= What is needed =
Type every record exactly as it appears.

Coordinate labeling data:
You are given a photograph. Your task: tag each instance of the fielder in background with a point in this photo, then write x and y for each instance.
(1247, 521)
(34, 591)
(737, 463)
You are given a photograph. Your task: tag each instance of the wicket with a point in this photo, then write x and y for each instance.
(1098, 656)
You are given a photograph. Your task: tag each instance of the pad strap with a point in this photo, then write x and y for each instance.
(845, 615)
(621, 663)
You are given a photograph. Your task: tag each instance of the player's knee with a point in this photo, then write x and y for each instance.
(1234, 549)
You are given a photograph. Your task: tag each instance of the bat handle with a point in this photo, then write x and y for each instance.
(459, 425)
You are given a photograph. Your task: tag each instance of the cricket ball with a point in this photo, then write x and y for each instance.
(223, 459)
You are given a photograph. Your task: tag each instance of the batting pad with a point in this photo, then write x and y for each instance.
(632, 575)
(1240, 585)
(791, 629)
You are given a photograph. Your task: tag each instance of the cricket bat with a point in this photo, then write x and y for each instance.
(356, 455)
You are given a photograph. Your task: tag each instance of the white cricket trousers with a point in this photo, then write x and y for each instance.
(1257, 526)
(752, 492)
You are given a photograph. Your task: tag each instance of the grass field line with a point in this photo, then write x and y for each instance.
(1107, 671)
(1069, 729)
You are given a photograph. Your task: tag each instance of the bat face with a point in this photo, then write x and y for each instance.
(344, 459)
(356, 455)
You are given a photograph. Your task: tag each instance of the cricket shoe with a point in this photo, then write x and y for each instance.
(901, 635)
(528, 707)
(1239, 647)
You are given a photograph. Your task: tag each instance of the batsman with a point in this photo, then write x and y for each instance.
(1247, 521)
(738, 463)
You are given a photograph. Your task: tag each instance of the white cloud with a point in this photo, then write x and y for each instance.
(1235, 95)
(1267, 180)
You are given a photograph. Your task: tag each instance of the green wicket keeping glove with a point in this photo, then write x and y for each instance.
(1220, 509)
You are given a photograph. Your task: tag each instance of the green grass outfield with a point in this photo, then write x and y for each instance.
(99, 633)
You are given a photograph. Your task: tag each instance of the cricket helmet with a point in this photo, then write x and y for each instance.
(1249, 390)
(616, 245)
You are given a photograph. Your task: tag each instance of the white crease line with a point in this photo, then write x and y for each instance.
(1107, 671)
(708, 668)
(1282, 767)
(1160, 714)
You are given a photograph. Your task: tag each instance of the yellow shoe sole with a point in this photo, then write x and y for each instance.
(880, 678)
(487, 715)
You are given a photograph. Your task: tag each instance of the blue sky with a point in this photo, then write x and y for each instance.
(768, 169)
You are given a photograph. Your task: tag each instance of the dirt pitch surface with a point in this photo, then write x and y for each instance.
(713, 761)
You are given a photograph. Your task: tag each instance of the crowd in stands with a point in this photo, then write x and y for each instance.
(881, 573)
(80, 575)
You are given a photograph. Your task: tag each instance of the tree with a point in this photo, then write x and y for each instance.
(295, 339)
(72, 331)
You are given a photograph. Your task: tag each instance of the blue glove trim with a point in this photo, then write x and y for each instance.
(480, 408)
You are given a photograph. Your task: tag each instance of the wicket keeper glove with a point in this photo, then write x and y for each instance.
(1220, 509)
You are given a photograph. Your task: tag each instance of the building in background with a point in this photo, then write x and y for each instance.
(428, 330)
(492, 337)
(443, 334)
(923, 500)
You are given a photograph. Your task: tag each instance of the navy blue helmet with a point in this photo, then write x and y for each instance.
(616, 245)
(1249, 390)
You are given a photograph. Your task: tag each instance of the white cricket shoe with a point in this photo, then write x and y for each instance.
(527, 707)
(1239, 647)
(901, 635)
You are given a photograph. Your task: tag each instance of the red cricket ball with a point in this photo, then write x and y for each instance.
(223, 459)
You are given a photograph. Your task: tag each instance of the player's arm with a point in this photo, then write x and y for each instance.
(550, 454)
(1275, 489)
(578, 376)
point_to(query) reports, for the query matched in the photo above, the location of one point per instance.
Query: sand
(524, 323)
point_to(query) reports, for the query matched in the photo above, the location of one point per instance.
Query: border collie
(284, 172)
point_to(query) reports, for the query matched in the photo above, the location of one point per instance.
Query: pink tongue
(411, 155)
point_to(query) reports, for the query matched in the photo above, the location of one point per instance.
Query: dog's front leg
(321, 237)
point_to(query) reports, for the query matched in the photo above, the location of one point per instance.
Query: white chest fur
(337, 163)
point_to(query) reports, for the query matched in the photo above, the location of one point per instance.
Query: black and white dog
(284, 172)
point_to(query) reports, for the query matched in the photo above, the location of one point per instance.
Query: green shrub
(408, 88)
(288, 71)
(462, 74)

= Correct output =
You are given a photograph. Your task: tag each instance of the fielder in background with a point in this photo, then write x and y for each instance.
(1247, 521)
(34, 591)
(737, 463)
You are given a photograph. Your task: tag each instance of the wicket with a point in this photo, then write x and y for each instance.
(1098, 656)
You are given a photograph. Your task: tag each instance of the pad strap with a point in this photo, then write x and y for each instance.
(845, 615)
(621, 663)
You are given a photograph. Your task: tag each instance of the player's knee with a point in this photo, then write x and y for each instance.
(1234, 549)
You are given a photograph. Your task: tag each instance of the bat handle with a point in this photo, then write x and y for each instance.
(459, 425)
You are given a photograph. Your task: tag each instance of the cricket ball with a point in this photo, then write x and y for each instance.
(223, 459)
You are given a photograph. Your task: tag each instance of the batting pad with a point in this photo, then write x and y for each instance.
(632, 575)
(1240, 585)
(791, 629)
You are given a photograph. Your task: tag each instance of the cricket bat with a point in this photo, then write x and y for each instance.
(356, 455)
You are given a photograph. Your task: tag each instance of the white cricket trousers with a point in this photo, then write x and y for each instance.
(1257, 526)
(752, 492)
You are given a photograph. Your task: tag each instance of the grass field line with a point in this photo, then write x and y for each instance.
(1107, 671)
(1069, 729)
You are given a photograph. Your task: tag each instance of the bat face with a point in this photo, then write x and y for each instance.
(344, 459)
(356, 455)
You are given a photograph. Your task: tag each instance of the cricket shoe with a point in this photo, then write x and y for each instance.
(901, 635)
(528, 707)
(1239, 647)
You are given a photograph. Your task: tag each instance of the batsman with a point in this photo, then write x and y for each instance.
(1247, 521)
(738, 463)
You are given a photograph. Your task: tag each instance of the white cloud with a point in this photo, then write x and y for each instance.
(1235, 95)
(1267, 180)
You are given a photograph. Your task: tag each instance of the green wicket keeping glove with a point in this photo, then write x and y for each instance.
(1220, 509)
You are given a photograph. Your task: tag each instance of the green grass outfield with a point in this photo, then write x and y for each instance.
(99, 633)
You are given a photograph. Your task: tag each instance of the cricket helmet with a point in this photo, then write x and y for each instance.
(1249, 390)
(616, 245)
You are given a photograph. Your task: tag each instance of the white crease line with a point in this photo, then write x and y for each instance.
(1107, 671)
(708, 668)
(1282, 767)
(1160, 714)
You are given a photograph. Your task: tag each instance of the yellow shoe sole with a point in this photo, then write x and y for each instance.
(880, 678)
(487, 715)
You are given a photograph. Your task: tag each instance of the blue sky with a point in this photo, then write x and y for each instance.
(768, 169)
You are given a photograph. Your task: tag each instance of the dirt pitch surface with a point in this photo, then write x and y for each instance.
(713, 761)
You are given a photograph. Your task: tag each instance of the crowd in stands with a point in this photo, then write x and y for each instance.
(881, 573)
(80, 575)
You are given a photograph. Your task: tag each instance of the tree with a point in this photo, then write x and y for each instance.
(295, 339)
(72, 331)
You are given a photograph. Your task: tag each instance of the blue glove trim with a point in this photo, then write x and y for each instance.
(480, 408)
You are given a photograph. Your task: tag each instance of the wicket keeper glove with a point in this photo, then write x and y for each instance.
(1220, 509)
You are given a photograph. Your task: tag each instance of the building in background with a point in this photo, then write x and y for each instance.
(428, 330)
(492, 337)
(443, 334)
(923, 500)
You are given a photograph. Your task: tag each instance of the navy blue helmet with a point in this photo, then write x and y for each instance.
(616, 245)
(1249, 390)
You are given a photograph. Your task: tag each instance of the white cricket shoe with a point in this photo, then write x and y for each instance.
(527, 707)
(1239, 647)
(901, 635)
You are given a photograph. Your task: tag each instance of the red cricket ball with a point in this photo, then write x and y for each instance.
(223, 459)
You are given a photograph. Your task: tag each instance of the player's arm with a point in this photo, then write x and y for each instance.
(550, 454)
(1275, 489)
(578, 376)
point_to(query) reports, for the query matched in the photo above, the location of one point per instance.
Query: sand
(524, 323)
point_to(query) reports, for the query matched in the photo above, the location of one point per instance.
Query: border collie
(284, 172)
point_to(query) reports, for the query matched in the photo above, the location of one point per instance.
Query: pink tongue
(411, 155)
point_to(query) reports, for the query matched in the photo above, the location of one point per instance.
Query: dog's front leg
(321, 237)
point_to(query) reports, for the query matched in the photo above, the location of one point per instance.
Query: white chest fur
(337, 163)
point_to(query) reports, for the query matched in the photo above, the location of one point per instance.
Query: black and white dog
(284, 172)
point_to(query) reports, for the query matched in the photo above, the location of one point per instance.
Query: green shrub
(408, 88)
(288, 71)
(462, 74)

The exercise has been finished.